__TEXT PROVIDED__:
==*==

Category Archives: AT THE ATM

A series of events where I was thankful I was “raised right,” as I keep “finding those cards.”

At the ATM, It Happened Again: “Triple Debit Indebtedness”

Not too long ago, I wrote about how, in just over a month, I had found 2 Bank Debit/Credit cards, and how it made me realize how blessed I was to be “raised right.” To do the right thing.
That particular writing was called “Double Debit Indebtedness,” and told the story of how I had found the cards, well over 100 miles apart: One in August, and one over the Labor Day Weekend.
Well … this past weekend was Thanksgiving Holiday weekend …

It is a weekend I look forward to, all year. 4 days off, and, yes … lots of football. So much to be thankful for, and the joy I take in hearing others just talk about what they are thankful for.
The word “Veteran” came up a lot, and, on Thanksgiving Day alone … I heard our National Anthem on 3 separate occasions, from 3 separate states.

We have so much to be thankful for.

==*==

Annotated coordinate records

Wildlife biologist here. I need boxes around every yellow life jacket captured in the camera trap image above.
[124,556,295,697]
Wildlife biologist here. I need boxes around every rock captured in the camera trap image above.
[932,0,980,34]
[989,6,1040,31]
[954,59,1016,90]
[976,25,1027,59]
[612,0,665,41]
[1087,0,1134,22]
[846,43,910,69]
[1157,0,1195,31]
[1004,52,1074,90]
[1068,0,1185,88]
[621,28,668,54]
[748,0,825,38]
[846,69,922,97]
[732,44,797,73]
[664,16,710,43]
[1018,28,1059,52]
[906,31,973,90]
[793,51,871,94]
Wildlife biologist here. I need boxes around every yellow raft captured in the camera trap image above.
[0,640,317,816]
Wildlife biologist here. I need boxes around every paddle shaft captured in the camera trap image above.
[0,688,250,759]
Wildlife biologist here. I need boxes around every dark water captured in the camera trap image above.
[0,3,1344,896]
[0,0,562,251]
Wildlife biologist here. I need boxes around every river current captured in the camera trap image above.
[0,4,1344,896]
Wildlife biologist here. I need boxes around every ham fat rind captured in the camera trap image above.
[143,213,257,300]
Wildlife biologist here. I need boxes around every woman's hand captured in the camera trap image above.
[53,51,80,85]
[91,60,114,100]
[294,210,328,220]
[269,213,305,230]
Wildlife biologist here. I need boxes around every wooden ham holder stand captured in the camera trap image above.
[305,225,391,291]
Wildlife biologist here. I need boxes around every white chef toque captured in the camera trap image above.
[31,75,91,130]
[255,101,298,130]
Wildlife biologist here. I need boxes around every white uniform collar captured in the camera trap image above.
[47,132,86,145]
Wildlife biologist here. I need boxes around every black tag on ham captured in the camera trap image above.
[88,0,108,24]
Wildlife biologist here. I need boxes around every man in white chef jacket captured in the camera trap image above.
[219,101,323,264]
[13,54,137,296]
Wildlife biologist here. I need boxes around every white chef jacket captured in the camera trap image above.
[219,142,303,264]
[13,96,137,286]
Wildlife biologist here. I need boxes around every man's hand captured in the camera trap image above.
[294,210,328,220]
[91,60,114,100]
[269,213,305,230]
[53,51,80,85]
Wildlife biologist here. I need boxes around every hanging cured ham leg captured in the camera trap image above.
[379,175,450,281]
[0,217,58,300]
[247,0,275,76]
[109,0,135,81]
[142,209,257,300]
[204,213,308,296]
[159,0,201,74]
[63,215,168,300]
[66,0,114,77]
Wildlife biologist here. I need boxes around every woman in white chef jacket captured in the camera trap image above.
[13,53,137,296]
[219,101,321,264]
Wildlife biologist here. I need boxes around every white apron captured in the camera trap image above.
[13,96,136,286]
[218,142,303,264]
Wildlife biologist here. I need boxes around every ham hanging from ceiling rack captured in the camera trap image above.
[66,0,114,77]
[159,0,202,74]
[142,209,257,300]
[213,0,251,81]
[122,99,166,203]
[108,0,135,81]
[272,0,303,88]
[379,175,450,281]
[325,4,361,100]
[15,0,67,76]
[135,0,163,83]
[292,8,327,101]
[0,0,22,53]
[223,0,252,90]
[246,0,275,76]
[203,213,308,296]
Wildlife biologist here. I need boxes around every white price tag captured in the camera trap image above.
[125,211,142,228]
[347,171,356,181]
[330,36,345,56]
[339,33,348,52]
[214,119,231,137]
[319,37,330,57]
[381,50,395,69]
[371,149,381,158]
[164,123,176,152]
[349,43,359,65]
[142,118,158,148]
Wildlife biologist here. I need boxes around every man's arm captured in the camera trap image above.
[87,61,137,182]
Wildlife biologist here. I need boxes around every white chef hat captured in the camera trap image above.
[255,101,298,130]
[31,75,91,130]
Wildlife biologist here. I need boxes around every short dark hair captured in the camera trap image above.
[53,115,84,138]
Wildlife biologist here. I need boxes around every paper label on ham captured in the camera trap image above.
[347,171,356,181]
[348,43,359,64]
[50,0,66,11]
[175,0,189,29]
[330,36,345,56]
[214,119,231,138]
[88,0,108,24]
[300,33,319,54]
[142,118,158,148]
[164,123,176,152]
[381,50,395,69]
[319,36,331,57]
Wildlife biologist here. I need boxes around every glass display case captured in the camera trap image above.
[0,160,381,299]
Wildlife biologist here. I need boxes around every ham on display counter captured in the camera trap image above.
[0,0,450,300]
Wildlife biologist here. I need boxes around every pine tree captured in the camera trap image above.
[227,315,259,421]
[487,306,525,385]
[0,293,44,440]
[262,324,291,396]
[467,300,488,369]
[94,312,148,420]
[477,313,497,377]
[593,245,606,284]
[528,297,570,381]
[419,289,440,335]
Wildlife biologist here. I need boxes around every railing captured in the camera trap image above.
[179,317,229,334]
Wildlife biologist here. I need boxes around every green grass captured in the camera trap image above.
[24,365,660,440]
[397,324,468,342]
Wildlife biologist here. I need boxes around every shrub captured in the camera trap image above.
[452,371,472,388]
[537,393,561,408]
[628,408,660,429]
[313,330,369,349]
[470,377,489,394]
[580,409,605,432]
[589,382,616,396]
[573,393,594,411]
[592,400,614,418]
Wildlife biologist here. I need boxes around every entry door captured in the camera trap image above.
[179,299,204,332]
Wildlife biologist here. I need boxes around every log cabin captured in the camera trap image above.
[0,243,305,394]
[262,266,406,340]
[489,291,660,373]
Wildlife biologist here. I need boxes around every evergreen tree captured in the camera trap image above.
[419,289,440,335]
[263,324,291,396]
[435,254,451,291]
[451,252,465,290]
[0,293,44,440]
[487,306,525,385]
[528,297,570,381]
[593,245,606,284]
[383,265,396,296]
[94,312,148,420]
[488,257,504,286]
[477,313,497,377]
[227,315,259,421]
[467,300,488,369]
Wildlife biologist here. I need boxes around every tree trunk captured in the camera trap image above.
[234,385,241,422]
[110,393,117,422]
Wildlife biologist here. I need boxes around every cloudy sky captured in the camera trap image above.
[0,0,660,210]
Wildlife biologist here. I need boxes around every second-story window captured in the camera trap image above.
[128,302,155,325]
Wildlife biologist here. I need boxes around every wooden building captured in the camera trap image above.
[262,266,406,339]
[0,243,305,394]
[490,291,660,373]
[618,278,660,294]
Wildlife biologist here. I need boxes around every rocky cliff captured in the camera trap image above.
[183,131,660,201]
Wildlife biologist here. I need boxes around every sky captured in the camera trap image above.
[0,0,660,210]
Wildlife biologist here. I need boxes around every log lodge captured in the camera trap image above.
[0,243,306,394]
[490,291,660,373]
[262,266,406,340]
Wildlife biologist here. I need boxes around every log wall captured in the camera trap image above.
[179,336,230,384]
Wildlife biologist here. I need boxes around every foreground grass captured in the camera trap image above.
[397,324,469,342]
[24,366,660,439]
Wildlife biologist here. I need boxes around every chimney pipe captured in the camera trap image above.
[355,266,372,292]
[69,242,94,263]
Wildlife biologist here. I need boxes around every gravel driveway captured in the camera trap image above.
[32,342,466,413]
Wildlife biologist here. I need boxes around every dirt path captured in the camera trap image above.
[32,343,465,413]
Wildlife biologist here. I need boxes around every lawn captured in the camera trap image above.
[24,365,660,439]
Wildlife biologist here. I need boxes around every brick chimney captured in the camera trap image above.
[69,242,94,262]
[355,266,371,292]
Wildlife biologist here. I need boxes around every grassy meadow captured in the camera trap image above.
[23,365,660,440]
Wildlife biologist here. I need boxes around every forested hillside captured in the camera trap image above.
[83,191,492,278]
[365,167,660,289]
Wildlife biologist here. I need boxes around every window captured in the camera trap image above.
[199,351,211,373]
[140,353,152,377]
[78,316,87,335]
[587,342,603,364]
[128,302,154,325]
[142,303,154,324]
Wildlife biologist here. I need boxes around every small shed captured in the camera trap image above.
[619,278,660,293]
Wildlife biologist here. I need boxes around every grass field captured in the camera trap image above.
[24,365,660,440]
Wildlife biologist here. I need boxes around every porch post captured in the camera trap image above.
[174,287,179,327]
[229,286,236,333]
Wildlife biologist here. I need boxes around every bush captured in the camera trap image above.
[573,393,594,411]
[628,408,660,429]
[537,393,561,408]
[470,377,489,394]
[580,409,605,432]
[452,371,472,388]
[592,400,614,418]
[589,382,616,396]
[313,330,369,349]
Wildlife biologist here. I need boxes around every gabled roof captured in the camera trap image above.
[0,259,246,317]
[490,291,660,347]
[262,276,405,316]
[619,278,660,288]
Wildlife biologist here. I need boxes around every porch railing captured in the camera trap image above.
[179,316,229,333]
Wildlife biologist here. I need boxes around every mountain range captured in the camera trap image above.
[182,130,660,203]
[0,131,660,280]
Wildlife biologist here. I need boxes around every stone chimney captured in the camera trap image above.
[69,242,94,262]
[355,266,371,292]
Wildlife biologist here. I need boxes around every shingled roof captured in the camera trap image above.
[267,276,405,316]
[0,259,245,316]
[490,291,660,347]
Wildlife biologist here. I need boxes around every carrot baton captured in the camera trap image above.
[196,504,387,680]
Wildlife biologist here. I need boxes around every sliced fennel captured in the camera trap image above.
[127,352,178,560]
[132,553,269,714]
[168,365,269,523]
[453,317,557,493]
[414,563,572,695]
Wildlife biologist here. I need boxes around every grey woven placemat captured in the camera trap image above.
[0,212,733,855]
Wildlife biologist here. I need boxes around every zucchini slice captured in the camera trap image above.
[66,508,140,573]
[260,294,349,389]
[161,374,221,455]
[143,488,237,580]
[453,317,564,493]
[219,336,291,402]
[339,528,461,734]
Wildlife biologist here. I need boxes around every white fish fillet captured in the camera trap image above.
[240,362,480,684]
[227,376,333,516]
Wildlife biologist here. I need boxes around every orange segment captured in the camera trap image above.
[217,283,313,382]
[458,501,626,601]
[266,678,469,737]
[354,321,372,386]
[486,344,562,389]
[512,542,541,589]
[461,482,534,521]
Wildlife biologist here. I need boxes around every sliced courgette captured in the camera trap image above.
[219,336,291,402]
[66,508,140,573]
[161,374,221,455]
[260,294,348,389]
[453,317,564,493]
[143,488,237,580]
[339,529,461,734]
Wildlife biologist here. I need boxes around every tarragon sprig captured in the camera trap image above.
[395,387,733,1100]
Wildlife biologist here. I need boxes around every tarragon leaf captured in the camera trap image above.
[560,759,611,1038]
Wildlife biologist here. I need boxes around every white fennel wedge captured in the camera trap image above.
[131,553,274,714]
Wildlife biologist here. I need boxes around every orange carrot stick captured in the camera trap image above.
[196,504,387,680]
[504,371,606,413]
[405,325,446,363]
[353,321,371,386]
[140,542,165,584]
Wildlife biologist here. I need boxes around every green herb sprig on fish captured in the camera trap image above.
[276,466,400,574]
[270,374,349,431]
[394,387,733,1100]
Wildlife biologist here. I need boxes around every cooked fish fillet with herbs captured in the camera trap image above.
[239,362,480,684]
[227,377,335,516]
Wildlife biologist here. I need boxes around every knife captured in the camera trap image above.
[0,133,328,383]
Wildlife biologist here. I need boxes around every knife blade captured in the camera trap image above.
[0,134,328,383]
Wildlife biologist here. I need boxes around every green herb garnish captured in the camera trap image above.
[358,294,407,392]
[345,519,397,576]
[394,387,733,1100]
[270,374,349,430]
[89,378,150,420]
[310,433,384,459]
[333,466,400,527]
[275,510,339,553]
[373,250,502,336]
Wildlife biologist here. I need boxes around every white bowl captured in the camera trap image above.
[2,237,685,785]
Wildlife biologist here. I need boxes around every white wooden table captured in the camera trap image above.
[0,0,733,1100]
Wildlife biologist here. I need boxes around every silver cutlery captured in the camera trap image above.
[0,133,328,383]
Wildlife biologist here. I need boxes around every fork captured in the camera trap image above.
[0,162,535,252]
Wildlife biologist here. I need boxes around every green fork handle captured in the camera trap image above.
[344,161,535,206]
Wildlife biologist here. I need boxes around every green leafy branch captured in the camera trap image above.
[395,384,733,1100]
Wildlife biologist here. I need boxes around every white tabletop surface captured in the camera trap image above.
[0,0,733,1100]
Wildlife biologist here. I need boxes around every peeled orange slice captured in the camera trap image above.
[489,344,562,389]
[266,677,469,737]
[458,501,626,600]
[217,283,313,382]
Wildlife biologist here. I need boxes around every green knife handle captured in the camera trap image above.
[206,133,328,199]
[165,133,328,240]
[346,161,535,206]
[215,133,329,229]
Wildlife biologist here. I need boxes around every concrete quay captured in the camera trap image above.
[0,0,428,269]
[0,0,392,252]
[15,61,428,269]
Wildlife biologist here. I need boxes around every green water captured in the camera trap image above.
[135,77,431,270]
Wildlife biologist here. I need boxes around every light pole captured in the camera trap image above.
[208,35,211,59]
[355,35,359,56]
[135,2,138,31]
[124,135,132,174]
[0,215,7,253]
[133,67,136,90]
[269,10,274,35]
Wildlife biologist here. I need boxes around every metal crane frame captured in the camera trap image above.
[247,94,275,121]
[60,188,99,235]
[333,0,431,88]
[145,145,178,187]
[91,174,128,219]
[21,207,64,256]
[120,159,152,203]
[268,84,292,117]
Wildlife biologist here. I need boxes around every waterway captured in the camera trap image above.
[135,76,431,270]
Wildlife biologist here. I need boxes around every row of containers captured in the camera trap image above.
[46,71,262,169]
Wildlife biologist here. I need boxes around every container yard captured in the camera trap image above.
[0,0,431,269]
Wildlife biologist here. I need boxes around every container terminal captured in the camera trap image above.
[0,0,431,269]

==*==

__WHAT YOU NEED TO DO__:
Write out the entire blog post about finding bank cards at the ATM, word for word. The annotated coordinate lines are material separate from the blog post.

__WRITTEN RESPONSE__:
Category Archives: AT THE ATM

A series of events where I was thankful I was “raised right,” as I keep “finding those cards.”

At the ATM, It Happened Again: “Triple Debit Indebtedness”

Not too long ago, I wrote about how, in just over a month, I had found 2 Bank Debit/Credit cards, and how it made me realize how blessed I was to be “raised right.” To do the right thing.
That particular writing was called “Double Debit Indebtedness,” and told the story of how I had found the cards, well over 100 miles apart: One in August, and one over the Labor Day Weekend.
Well … this past weekend was Thanksgiving Holiday weekend …

It is a weekend I look forward to, all year. 4 days off, and, yes … lots of football. So much to be thankful for, and the joy I take in hearing others just talk about what they are thankful for.
The word “Veteran” came up a lot, and, on Thanksgiving Day alone … I heard our National Anthem on 3 separate occasions, from 3 separate states.

We have so much to be thankful for.